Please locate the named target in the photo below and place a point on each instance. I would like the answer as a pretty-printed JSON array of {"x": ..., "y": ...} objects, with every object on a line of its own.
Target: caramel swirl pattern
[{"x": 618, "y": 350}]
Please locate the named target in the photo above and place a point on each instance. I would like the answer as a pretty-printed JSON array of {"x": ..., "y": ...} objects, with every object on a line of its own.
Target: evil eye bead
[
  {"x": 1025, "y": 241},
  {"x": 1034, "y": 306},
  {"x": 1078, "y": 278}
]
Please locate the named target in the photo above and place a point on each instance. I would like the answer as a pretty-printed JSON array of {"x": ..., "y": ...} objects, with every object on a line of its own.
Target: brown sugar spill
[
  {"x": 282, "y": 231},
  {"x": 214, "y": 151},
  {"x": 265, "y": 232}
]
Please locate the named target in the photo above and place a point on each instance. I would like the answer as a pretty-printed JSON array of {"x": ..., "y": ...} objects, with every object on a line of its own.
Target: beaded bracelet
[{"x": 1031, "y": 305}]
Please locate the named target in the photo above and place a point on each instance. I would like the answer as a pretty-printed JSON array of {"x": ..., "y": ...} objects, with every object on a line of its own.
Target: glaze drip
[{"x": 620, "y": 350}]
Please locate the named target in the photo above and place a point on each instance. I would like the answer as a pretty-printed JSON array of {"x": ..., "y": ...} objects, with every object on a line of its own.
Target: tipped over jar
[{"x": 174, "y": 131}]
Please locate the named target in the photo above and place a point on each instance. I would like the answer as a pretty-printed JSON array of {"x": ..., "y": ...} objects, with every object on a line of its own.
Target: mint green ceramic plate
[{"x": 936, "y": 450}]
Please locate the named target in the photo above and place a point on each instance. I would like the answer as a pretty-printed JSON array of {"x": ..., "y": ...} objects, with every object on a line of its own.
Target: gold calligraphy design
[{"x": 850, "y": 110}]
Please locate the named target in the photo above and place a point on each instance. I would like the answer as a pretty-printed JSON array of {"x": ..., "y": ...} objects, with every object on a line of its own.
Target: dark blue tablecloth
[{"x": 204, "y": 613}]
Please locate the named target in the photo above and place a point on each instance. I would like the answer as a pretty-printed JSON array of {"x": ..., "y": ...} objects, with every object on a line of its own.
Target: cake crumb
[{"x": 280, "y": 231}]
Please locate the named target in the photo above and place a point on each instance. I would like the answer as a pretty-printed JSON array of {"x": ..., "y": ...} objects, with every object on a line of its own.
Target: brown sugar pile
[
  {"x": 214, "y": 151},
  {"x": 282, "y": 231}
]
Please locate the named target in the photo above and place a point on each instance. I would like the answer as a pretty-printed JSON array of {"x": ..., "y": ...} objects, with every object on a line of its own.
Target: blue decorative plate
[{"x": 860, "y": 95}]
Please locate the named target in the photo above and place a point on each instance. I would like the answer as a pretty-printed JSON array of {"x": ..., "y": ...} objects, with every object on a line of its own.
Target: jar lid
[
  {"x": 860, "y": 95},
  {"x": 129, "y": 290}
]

■ TASK BRIEF: Go through the listing and print each line exactly as it appears.

■ OUTPUT:
Please locate the named target in the photo below and place a point on each instance. I would like the answer as a pretty-printed JSON array of {"x": ..., "y": ...} objects, with every object on a line of its own.
Target: caramel swirl pattern
[{"x": 618, "y": 350}]
Please locate the named target in the photo above and place a point on each instance. I would like the answer as a pretty-printed JSON array of {"x": ..., "y": ...} objects, with every object on a line of its own.
Target: evil eye bead
[
  {"x": 1025, "y": 241},
  {"x": 1034, "y": 306},
  {"x": 1078, "y": 278}
]
Please locate the named target in the photo above and place a point on each instance. I would like the answer as a pretty-printed JSON array of {"x": ..., "y": ...} objects, with every object on a line of its own.
Target: brown sugar spill
[
  {"x": 282, "y": 231},
  {"x": 214, "y": 151},
  {"x": 265, "y": 232}
]
Please locate the named target in the photo above and place a point on each instance. I would like the answer as a pretty-printed JSON array of {"x": ..., "y": ...} objects, with every object on a line of its own.
Target: beaded bracelet
[{"x": 1031, "y": 305}]
Please locate the named target in the photo above and place a point on each instance. I would like the answer as a pretty-printed JSON array of {"x": ..., "y": ...} objects, with every object on a line of its own.
Target: glaze drip
[{"x": 620, "y": 350}]
Please locate the named target in the photo above and place a point on each instance. I would like the answer as a pretty-printed JSON array of {"x": ..., "y": ...} objects, with every object on a line of its own.
Target: tipped over jar
[{"x": 174, "y": 131}]
Please locate the named target in the photo above and place a point on each instance. I would like the answer as a pretty-printed JSON array of {"x": ..., "y": ...} objects, with every object on a line of its own.
Target: mint green ceramic plate
[{"x": 936, "y": 450}]
Please locate the named target in the photo above and place a point on each instance. I would like the answer as a pretty-printed JSON array of {"x": ..., "y": ...} objects, with every object on a line of its own.
Target: gold calligraphy design
[{"x": 850, "y": 110}]
Please locate the named target in the photo above and place a point on each instance. I would like the answer as a pretty-printed JSON array of {"x": ..., "y": ...} objects, with every object on a line of its own.
Target: dark blue tablecloth
[{"x": 204, "y": 613}]
Please locate the named target in the photo above and place a point on each instance. I would like the answer as a pretty-printed JSON array of {"x": ..., "y": ...} objects, with every object on a line of its own.
Target: cake crumb
[{"x": 280, "y": 231}]
Please locate the named target in the photo above and place a point on each instance. I would like the answer as a pretty-printed JSON array of {"x": ..., "y": ...} objects, with every object on a line of its own.
Target: brown sugar pile
[
  {"x": 214, "y": 151},
  {"x": 282, "y": 231}
]
Please locate the named target in the photo above and place a point on each instance. I would like the answer as a pretty-printed JSON array of {"x": ..., "y": ...} objects, with every object on a line of its own.
Target: blue decorative plate
[{"x": 860, "y": 95}]
Please locate the named target in the photo above and place a point on each instance. I would like the answer as a pretty-printed JSON array of {"x": ..., "y": ...} objects, with every object on a line of its own.
Target: jar lid
[
  {"x": 860, "y": 95},
  {"x": 129, "y": 290}
]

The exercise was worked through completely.